[Information Boundary: Start]
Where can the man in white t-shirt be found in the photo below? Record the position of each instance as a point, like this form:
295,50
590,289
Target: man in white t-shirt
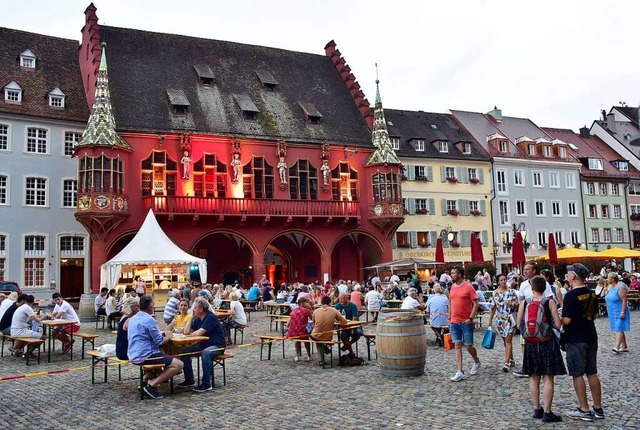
64,311
411,301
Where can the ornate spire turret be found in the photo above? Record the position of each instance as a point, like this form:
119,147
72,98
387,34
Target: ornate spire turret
384,153
101,128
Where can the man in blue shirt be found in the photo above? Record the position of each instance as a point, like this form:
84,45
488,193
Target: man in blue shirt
203,323
145,339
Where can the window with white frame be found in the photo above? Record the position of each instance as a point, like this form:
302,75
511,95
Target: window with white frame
37,140
537,179
575,237
4,190
34,261
4,137
542,237
518,178
602,188
503,207
570,179
615,189
69,188
501,181
617,211
71,139
36,192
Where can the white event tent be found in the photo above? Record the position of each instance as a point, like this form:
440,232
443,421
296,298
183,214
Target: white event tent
150,247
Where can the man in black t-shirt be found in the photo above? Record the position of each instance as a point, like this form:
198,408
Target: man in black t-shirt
578,315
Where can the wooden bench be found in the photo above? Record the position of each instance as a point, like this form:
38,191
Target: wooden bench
269,340
96,358
86,338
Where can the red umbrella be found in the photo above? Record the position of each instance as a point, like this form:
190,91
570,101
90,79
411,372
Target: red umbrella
553,252
517,251
439,251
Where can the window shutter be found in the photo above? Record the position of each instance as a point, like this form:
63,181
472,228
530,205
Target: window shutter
411,203
464,174
411,172
413,239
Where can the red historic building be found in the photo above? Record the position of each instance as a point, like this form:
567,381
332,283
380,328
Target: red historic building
260,160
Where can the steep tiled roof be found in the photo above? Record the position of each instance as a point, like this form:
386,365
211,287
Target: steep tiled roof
56,67
430,127
143,66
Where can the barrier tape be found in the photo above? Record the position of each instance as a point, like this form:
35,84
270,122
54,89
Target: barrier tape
231,347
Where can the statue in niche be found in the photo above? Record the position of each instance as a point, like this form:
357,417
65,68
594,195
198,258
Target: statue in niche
186,165
236,164
282,170
326,171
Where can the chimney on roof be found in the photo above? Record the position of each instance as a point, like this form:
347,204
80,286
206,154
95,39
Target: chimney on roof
611,122
584,132
496,114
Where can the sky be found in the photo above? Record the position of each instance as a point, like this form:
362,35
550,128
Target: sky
558,63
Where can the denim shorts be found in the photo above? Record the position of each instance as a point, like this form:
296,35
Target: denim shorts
461,333
582,358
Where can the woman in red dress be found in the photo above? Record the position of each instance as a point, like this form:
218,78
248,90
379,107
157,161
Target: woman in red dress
298,326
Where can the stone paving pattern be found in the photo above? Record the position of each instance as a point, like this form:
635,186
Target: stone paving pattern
283,394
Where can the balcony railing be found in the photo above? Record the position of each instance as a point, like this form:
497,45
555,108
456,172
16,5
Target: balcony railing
178,205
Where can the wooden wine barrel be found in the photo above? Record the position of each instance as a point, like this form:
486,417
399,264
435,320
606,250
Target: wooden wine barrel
401,343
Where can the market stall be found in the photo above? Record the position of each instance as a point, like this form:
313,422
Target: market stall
155,258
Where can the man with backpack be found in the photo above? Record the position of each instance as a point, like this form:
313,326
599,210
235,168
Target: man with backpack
578,315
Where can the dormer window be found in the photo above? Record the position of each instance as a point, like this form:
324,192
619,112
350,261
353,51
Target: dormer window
179,101
267,79
12,93
595,164
205,74
28,60
56,98
247,106
311,113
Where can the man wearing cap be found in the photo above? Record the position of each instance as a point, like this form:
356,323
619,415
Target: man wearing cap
578,315
350,312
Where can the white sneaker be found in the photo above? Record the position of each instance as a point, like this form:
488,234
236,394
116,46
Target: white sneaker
459,376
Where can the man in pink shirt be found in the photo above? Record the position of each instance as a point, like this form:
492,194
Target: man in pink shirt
462,309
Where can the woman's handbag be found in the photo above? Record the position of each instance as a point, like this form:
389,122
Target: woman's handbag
489,339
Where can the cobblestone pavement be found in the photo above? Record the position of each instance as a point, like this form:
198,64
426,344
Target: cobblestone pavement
283,394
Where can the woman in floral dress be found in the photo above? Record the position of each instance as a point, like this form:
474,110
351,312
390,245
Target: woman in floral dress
504,310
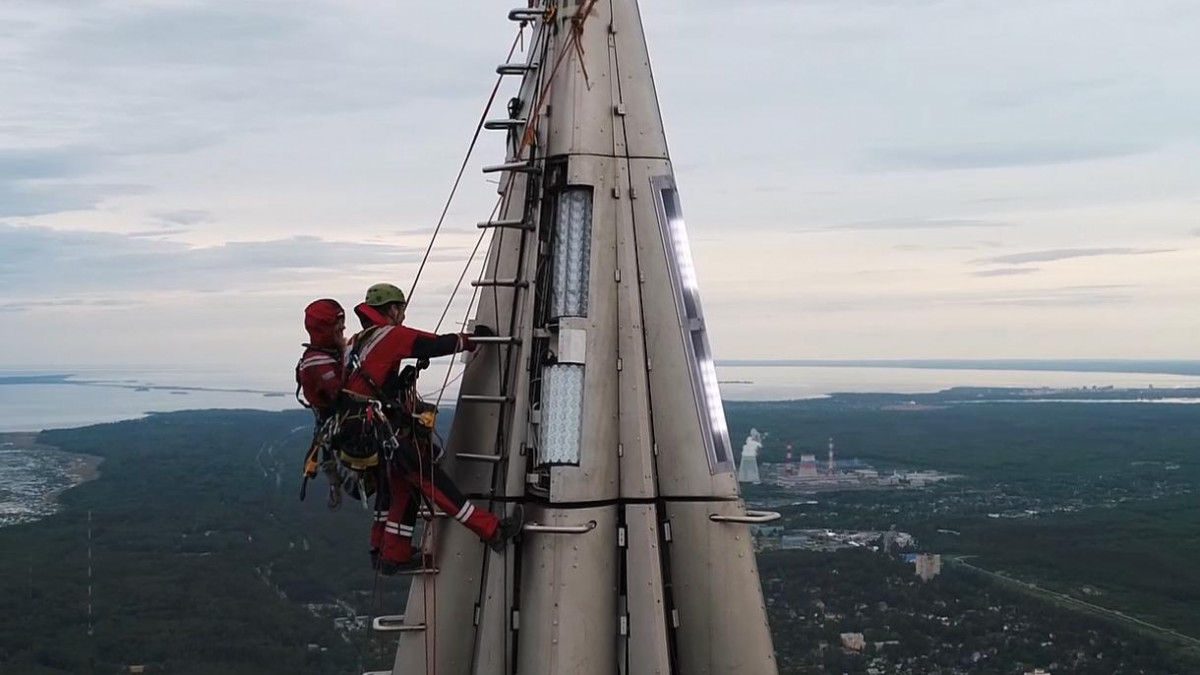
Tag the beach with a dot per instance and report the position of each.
(33, 476)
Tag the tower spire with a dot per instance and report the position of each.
(600, 410)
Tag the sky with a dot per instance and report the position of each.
(861, 178)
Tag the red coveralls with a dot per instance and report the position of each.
(319, 370)
(396, 508)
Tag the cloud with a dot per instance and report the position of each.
(1008, 155)
(1012, 272)
(973, 246)
(949, 300)
(113, 264)
(160, 232)
(22, 198)
(70, 303)
(905, 225)
(1067, 254)
(184, 216)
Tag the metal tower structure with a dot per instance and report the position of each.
(599, 406)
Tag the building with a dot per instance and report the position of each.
(928, 566)
(748, 471)
(853, 641)
(808, 466)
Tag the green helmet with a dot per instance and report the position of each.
(384, 293)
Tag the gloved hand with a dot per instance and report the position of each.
(479, 332)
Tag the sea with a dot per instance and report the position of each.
(34, 399)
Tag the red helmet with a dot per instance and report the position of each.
(321, 320)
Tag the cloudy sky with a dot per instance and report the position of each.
(862, 178)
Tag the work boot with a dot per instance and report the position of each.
(510, 527)
(417, 563)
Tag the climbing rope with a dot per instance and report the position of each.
(462, 167)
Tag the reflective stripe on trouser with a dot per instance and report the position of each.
(397, 521)
(439, 489)
(383, 501)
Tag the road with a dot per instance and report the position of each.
(1075, 603)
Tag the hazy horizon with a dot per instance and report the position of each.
(922, 179)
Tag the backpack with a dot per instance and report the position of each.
(365, 431)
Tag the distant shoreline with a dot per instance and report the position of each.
(1145, 366)
(81, 467)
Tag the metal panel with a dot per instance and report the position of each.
(723, 619)
(647, 640)
(568, 599)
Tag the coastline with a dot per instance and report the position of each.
(58, 472)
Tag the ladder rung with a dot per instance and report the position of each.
(483, 399)
(527, 13)
(520, 165)
(472, 457)
(510, 223)
(504, 282)
(495, 340)
(559, 529)
(394, 623)
(504, 124)
(420, 572)
(515, 69)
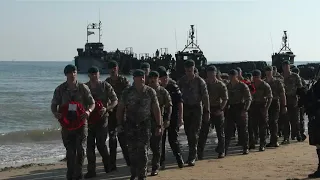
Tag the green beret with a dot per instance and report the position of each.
(256, 73)
(69, 68)
(233, 72)
(93, 69)
(145, 65)
(188, 63)
(153, 74)
(212, 68)
(268, 68)
(138, 73)
(112, 64)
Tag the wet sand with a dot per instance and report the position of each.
(294, 161)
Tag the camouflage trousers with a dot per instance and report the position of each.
(258, 121)
(74, 142)
(192, 116)
(113, 137)
(97, 135)
(292, 119)
(274, 111)
(217, 122)
(138, 138)
(234, 117)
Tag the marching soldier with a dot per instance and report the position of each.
(140, 105)
(278, 94)
(73, 98)
(165, 104)
(261, 101)
(218, 95)
(119, 83)
(102, 93)
(293, 87)
(195, 94)
(176, 119)
(239, 104)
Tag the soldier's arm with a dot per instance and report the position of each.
(269, 96)
(56, 100)
(111, 94)
(155, 107)
(247, 98)
(205, 96)
(168, 106)
(88, 97)
(224, 96)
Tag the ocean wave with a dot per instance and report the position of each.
(30, 136)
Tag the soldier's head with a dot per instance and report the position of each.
(189, 67)
(211, 72)
(269, 71)
(163, 76)
(286, 66)
(146, 67)
(153, 78)
(139, 77)
(70, 71)
(256, 74)
(233, 75)
(113, 68)
(94, 73)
[Information Boundary: End]
Exercise objective:
The answer should be an exact restatement of every entry, with the pictures omitted.

Task result:
Where can the man in white t-shirt be found in the photo below? Record the position of each instance as a point, like this form:
295,50
590,289
Target: man in white t-shirt
64,311
411,301
Where can the ornate spire turret be found in the photo above? Record the position of each instance as a point, like this form:
119,147
72,98
387,34
Target: ornate spire turret
384,153
101,128
Where can the man in blue shirt be found in the photo above? Record the position of each instance as a point, like this form:
84,45
488,193
Target: man in blue shirt
203,323
145,339
Where can the window with white frame be found in the photo above? Record the position of each instance as a point, like this form:
302,75
511,95
Target: window with white frame
37,140
537,179
575,237
4,190
34,261
4,137
542,237
518,178
602,188
503,207
570,179
615,189
69,188
501,181
617,211
71,139
36,192
Where can the white event tent be found in the photo above? Record the position of each instance as a point, like this form:
440,232
443,421
296,298
183,214
Target: white event tent
150,247
Where can the man in black t-shirt be found in the photo above? Record the position of each instance as a point, like this form:
198,408
Target: man in black t-shirt
578,315
Where can the wooden bench be found in the photo above? Record the position of each instance as a point, like this form:
38,191
Target: wooden bench
269,340
96,358
86,338
Where can the red umbrella be found in the photo above? Record the position of each instance as a point, like this form:
190,91
570,101
90,79
411,372
Target: red umbrella
553,252
517,251
439,251
Where can the window shutter be found in the photo above? Record the position of each instance as a point, like this form:
63,181
472,228
530,205
Target: window shutter
411,203
464,174
411,172
413,239
Where can the red historic building be found in the photo above? Record the position of each instance as a point, like this form:
567,381
332,283
380,328
Target: red historic building
260,160
Where can the steep tiled roof be found in the photo above? Record the position of each instance as a point, like this form:
386,365
211,287
Target: steep tiled roof
56,67
430,127
143,66
Where can the barrier tape be found in the photo above? Record the position of each instance as a point, like this form:
35,84
270,122
54,89
Target: barrier tape
231,347
Where can the statue in niche be found in the photo above? Record the position of each instance as a point, like this form:
357,417
65,68
594,195
198,258
Target: statue in niche
186,165
236,164
282,170
326,171
Where can the chimney on roof be found in the photo above? Record the position of each instance as a point, like this form:
347,204
80,286
206,154
95,39
Target: chimney on roof
611,122
584,132
496,114
Where can the sky be found in the photo above? Record the position of each instance as a point, like this form:
362,35
550,128
Target: sky
558,63
Where can the denim shorts be found in the photo above? Record the position of each instance as a point, like this form:
296,35
Target: denim shorts
461,333
582,358
Where can the woman in red dress be found in the photo above? Record the position of each instance as a point, like this form:
218,78
248,90
379,107
157,161
Target: woman in red dress
298,326
Where can the stone paving pattern be found in the photo above? Record the position of each instance as a point, like this form:
635,186
Target: stone paving pattern
283,394
Where can the balcony railing be found in the photo above? Record the position of each instance as a point, like this form:
497,45
555,108
456,172
16,5
Target: balcony railing
178,205
Where can the wooden wine barrel be found in the photo above? Record the position of each instance as a point, like this form:
486,417
399,264
435,320
606,250
Target: wooden wine barrel
401,343
Where can the market stall be found in the photo above? Record the position of each instance as a point, like this form:
313,422
Target: market stall
155,258
Where can the man with backpack be found in the photo above? Record the position of each instance as a point, like this form:
313,326
599,210
235,168
Target: man with backpack
578,315
Where can the dormer window be found in the photo above? Record the position of each instance as a point, like this form:
324,192
619,112
350,261
353,51
Target: dormer window
179,101
267,79
12,93
595,164
205,74
28,60
56,98
247,106
311,113
Where can the man wearing cap be found in the photo above? Record the position of each instance as a point, like this form:
356,323
619,415
Target: man wearing cap
578,315
350,312
Where can the white sneaker be found in the photo above? Record the position of each instance as a point, like this form:
488,234
236,394
116,46
Target: white sneaker
459,376
Where can the man in pink shirt be found in the photo above? Record the position of each instance as a point, like this form:
492,194
Target: man in pink shirt
462,309
Where can the woman's handbag be found in the photo above? Record the position of each instance as a point, like this form:
389,122
Target: woman's handbag
489,339
Where can the cobblestone pavement be found in the photo above? Record the position of each instance as a point, like this form:
198,64
426,344
Target: cobblestone pavement
283,394
Where can the woman in floral dress be found in the photo above? Record the position of each instance as a point, like this form:
474,110
351,312
390,245
Target: woman in floral dress
504,310
Tag the beach with a dot per instance and report the position of each.
(33, 476)
Tag the tower spire with a dot per instance and report the position of each.
(600, 410)
Tag the sky with a dot per instance and report the position of each.
(861, 178)
Tag the red coveralls with a dot per instance and report the position of each.
(319, 370)
(396, 508)
Tag the cloud with a dot per instance and report the position of each.
(1008, 155)
(1012, 272)
(973, 246)
(949, 300)
(113, 264)
(160, 232)
(22, 198)
(70, 303)
(905, 225)
(1067, 254)
(184, 216)
Tag the metal tower structure with a dot per instance and report the position of each.
(599, 406)
Tag the building with a dot per instance and report the position of each.
(928, 566)
(748, 471)
(853, 641)
(808, 466)
Tag the green helmet with a dot per instance and report the position of each.
(384, 293)
Tag the gloved hand with a dot per instance and report the position of each.
(479, 332)
Tag the sea with a dot per instance and report the position of each.
(34, 399)
Tag the red helmet with a dot per instance and report the position of each.
(321, 320)
Tag the cloudy sky with a dot per instance and report the position of each.
(862, 178)
Tag the work boot with a dot per instance and report the position of each.
(510, 527)
(417, 563)
Tag the climbing rope with a dot per instance and report the position of each.
(462, 167)
Tag the reflective stripe on trouser with a dot per instance and report the position of each.
(397, 521)
(439, 489)
(383, 501)
Tag the road with a dot per instance and report the position of each.
(1075, 603)
Tag the hazy horizon with a dot per instance and report the position of each.
(922, 179)
Tag the backpack with a dot per instance and report the position of each.
(365, 431)
Tag the distant shoreline with a dot per instance and report the position of each.
(1145, 366)
(81, 467)
Tag the metal panel with a dot per instance and report the position of each.
(723, 619)
(647, 640)
(568, 599)
Tag the coastline with a dot per instance and report the position of each.
(58, 472)
Tag the ladder rung with a dot per instance and report the position of each.
(483, 399)
(527, 13)
(520, 165)
(472, 457)
(510, 223)
(504, 282)
(495, 340)
(559, 529)
(394, 623)
(504, 124)
(420, 572)
(515, 69)
Tag the green beret with a dot per instance and report the position of each.
(256, 73)
(69, 68)
(233, 72)
(93, 69)
(145, 65)
(188, 63)
(153, 74)
(212, 68)
(268, 68)
(138, 73)
(112, 64)
Tag the wet sand with a dot per instance and report the position of each.
(294, 161)
Tag the camouflage trousers with a dot per instance and report the position of each.
(258, 121)
(74, 142)
(192, 116)
(113, 137)
(97, 135)
(292, 119)
(274, 111)
(217, 122)
(138, 138)
(234, 117)
Tag the marching soldier with a dot per instance and report the position of each.
(140, 105)
(278, 94)
(73, 98)
(165, 104)
(261, 101)
(218, 95)
(119, 83)
(102, 93)
(293, 87)
(195, 94)
(176, 119)
(239, 104)
Tag the soldier's arm with a dot per instance and report the position of each.
(269, 96)
(56, 100)
(111, 94)
(155, 107)
(247, 98)
(205, 96)
(168, 106)
(88, 97)
(224, 96)
Tag the ocean wave with a dot per instance and report the position of each.
(30, 136)
Tag the soldier's head with a dot per instance and report the position of each.
(189, 67)
(211, 72)
(269, 71)
(163, 76)
(286, 66)
(146, 67)
(153, 78)
(139, 77)
(70, 71)
(256, 74)
(233, 75)
(113, 68)
(94, 73)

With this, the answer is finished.